PROMPT: Output the data below as a JSON list of strings with one string per line, leaving out blank lines. Include everything from the first line down to the line containing "[767,366,821,397]", with both ends included and nothing after that line.

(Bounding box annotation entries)
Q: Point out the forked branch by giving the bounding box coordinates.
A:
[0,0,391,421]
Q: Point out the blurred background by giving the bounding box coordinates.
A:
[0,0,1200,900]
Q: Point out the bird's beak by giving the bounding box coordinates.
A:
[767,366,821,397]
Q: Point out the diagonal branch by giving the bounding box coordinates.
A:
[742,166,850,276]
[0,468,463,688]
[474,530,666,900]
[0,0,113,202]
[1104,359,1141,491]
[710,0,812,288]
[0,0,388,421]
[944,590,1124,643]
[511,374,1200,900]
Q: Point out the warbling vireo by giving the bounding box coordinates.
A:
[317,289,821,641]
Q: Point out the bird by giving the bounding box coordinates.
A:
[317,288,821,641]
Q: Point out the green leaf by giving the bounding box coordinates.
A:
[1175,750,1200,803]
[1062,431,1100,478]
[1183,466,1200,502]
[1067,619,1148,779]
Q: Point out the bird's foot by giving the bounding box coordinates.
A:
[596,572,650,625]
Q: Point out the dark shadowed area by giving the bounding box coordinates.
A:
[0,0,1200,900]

TASK ANSWER:
[
  "Q: Point out the forked branch by giving the bounding box coordinates.",
  "A:",
  "[0,0,391,421]",
  "Q: Point out the blurred background by giving the bounding box coordinates.",
  "A:",
  "[0,0,1200,900]",
  "Q: Point out the bird's beak by giving the bounding box coordinates.",
  "A:",
  "[767,366,821,397]"
]